Exercise requirements
Format the records as a two-column CSV with the columns instruction and points, one row per record. Include only the records starting with the line containing "of the brick" and continuing through the line containing "x=249, y=184", put each value in a single quoted field, and replace line breaks with spaces.

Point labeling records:
..............................
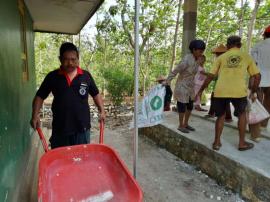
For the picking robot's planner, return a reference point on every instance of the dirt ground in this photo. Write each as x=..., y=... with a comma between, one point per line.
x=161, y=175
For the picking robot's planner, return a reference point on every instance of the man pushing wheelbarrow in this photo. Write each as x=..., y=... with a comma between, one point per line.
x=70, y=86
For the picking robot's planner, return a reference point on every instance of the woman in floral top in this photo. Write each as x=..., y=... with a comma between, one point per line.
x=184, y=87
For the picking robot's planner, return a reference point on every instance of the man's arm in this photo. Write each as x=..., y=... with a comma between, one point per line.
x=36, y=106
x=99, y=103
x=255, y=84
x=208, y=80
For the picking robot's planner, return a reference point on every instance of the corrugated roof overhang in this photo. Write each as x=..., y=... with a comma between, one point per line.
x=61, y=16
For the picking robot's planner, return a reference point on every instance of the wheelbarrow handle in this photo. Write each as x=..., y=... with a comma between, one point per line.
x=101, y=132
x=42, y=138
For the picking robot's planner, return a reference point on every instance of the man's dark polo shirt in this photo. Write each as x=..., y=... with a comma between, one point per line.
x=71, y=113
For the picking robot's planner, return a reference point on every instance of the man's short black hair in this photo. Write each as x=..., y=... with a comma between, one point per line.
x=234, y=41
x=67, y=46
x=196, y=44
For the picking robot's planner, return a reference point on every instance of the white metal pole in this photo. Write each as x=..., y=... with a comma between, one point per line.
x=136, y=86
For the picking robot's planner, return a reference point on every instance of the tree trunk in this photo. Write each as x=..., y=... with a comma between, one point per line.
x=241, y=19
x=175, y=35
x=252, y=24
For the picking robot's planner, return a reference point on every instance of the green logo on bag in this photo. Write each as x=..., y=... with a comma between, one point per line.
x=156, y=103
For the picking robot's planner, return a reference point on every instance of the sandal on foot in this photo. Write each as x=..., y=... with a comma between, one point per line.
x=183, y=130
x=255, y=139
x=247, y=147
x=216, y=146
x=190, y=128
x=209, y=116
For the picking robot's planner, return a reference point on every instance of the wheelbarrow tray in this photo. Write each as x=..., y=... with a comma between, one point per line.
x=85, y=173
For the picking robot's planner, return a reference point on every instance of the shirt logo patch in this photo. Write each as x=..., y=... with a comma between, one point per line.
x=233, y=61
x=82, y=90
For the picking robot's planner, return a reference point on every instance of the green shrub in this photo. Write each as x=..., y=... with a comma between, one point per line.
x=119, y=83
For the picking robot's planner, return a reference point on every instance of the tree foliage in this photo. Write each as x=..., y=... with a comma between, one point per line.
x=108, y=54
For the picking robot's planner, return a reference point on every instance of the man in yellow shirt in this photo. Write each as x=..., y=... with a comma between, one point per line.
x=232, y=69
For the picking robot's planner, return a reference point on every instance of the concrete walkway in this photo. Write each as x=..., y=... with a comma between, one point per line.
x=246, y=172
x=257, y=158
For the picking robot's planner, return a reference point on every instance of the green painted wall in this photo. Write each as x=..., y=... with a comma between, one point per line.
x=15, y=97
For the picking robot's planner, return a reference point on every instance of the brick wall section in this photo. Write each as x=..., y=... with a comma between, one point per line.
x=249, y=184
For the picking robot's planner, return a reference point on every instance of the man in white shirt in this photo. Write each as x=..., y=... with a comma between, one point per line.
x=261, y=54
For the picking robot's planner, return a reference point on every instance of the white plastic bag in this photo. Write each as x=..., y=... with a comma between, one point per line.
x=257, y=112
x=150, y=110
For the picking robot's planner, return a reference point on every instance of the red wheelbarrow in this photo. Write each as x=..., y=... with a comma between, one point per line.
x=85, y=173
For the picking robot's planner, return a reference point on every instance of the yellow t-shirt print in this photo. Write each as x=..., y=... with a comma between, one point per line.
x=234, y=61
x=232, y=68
..............................
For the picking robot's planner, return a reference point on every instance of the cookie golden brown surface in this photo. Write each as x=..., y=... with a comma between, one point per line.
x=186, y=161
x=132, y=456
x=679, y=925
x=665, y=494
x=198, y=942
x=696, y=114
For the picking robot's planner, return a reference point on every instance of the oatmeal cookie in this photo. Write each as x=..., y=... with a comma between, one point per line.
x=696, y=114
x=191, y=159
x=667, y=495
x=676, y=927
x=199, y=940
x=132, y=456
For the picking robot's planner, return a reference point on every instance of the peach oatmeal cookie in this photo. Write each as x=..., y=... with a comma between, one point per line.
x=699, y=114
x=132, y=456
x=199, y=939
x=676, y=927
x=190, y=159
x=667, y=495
..............................
Exercise result
instruction,points
"For the picking robot's planner, return a reference point on every instance of the brick wall section in this photo. Write each as x=..., y=... with a comma between, one point per line.","x=249, y=184"